**Consignes**
Réécrivez sous forme de liste le paragraphe de l'extrait qui commence par « Me voilà rentré dans ma cellule », en gardant ses faits principaux.

**Extrait de page**
————————

Me voilà rentré dans ma cellule, rendu à mes devoirs primitifs. J’y ai apporté une masse de bonheur immense, dont Vous, Vous seul êtes la source. Mon séjour à Pétersbourg m’apparaît comme un de ces rêves délicieux qu’on ne quitte qu’à regret en s’éveillant, qu’on voudrait prolonger, échanger contre la réalité. J’ai oublié tout ce que j’ai souffert; je ne vois plus que mon Alexandre, cet homme chéri, qui sait aimer les hommes, qui m’aime! Mon Bienfaiteur! Mon Héros! M’aimerez-Vous toujours? – C’est un blasphème de Vous faire cette question, après cette soirée délicieuse, unique, où nos âmes pour la dernière fois s’épanchèrent l’une dans l’autre avec cette effusion sans bornes dont la nature nous a rendue capables. Oui, je le sens, Vous m’aimerez, tant que la vertu sera mon idole. Elle est le Vôtre, et Votre cœur, le plus pur autel que la nature lui ait élevé, conservera le souvenir de Votre ami. – Je suis heureux; la seule prière que j’aie à Vous faire, c’est que Vous ne cherchiez jamais à changer les relations extérieures où nous nous trouvons l’un envers l’autre. Conservez-Vous pour toujours un ami sur lequel les événements n’aient point de prise, qui ne puisse jamais Vous paraître suspect, un ami qui Vous reste sous tous les rapports, qui puisse toujours fixer Vos regards non seulement avec la candeur de l’innocence mais aussi avec une confiance absolue. Vous savez qu’il n’existe point d’amitié sans égalité; le seul moyen d’établir cette égalité sublime est de ne point violer les relations que le sort a fixées. En m’élevant Vous me rabaisseriez. Que même l’idée du bien public, l’idée que dans un poste plus relevé je serais plus utile, ne Vous séduise pas. Elle ne me séduira pas, et à cet égard Vous trouverez toujours une résistance absolue de ma part. Il est un seul cas qui puisse faire l’exception, celui dont j’osai déjà autrefois Vous parler, celui de vaincre ou de mourir à Vos côtés. S’il arrive jamais un mot de Vous! et je volerai au poste que les circonstances, que mon génie, que mon amour pour Vous m’assigneront, et Vos ennemis verront dans le professeur de Dorpat le Bonaparte de l’amitié. – Pardonnez-moi cette énorme confiance en mes forces. Tant qu’il a fallu agir pour la seule prudence j’ai souvent tremblé pour le bien public, mais quand il faudra forcer les circonstances, commander aux événements, Vous me reconnaîtrez. O mon Bien-Aimé!

————————

**Données fournies**

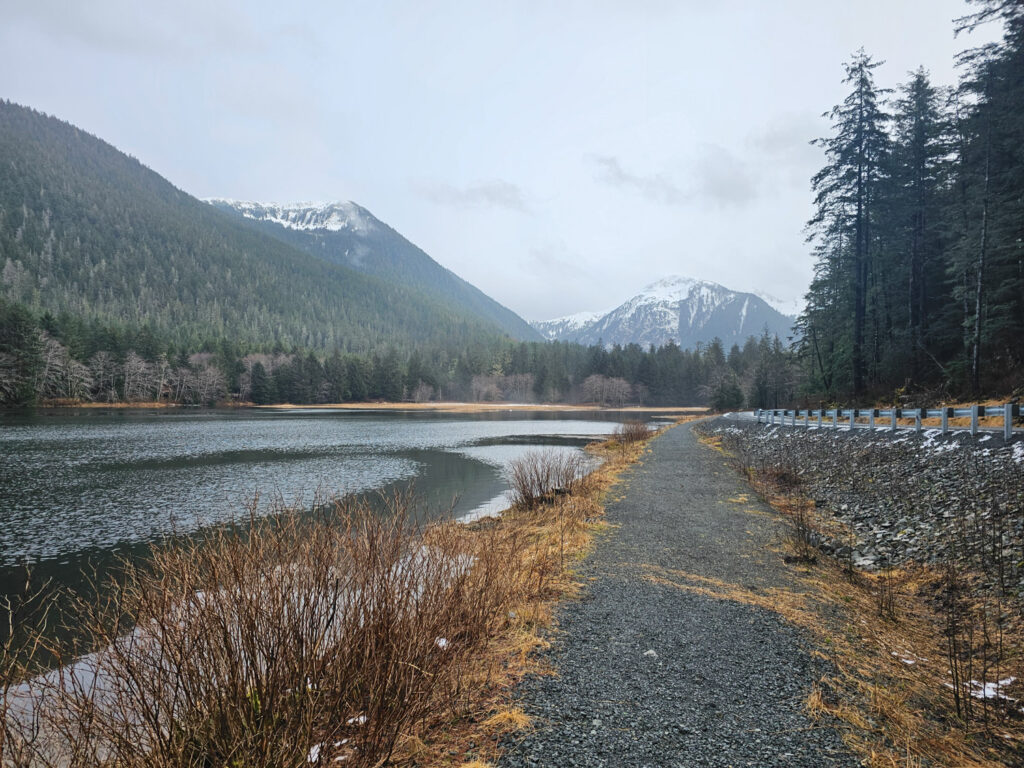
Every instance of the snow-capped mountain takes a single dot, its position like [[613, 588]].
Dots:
[[347, 233], [680, 309], [305, 216]]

————————

**Solution proposée**
- L'auteur est rentré dans sa cellule et à ses devoirs. Il en rapporte un immense bonheur, dont Alexandre est la seule source.
- Son séjour à Pétersbourg lui paraît un rêve délicieux, et il a oublié ce qu'il a souffert.
- Il se dit sûr qu'Alexandre l'aimera tant que la vertu sera son idole. Il rappelle la dernière soirée où leurs âmes se sont épanchées.
- Sa seule prière est qu'Alexandre ne change jamais leurs relations extérieures. Il veut rester un ami sur lequel les événements n'ont pas de prise et qui mérite une confiance absolue.
- Selon lui, il n'existe pas d'amitié sans égalité, et l'élever serait le rabaisser. Même l'idée du bien public ne doit pas y pousser Alexandre, et l'auteur y résistera absolument.
- Une seule exception est possible : vaincre ou mourir aux côtés d'Alexandre. Sur un mot de celui-ci, il volerait au poste qui lui serait assigné, et les ennemis d'Alexandre verraient dans le professeur de Dorpat « le Bonaparte de l'amitié ».
- Il demande pardon pour cette confiance en ses forces. Il a souvent tremblé pour le bien public quand seule la prudence était de mise, mais il promet qu'Alexandre le reconnaîtra quand il faudra commander aux événements.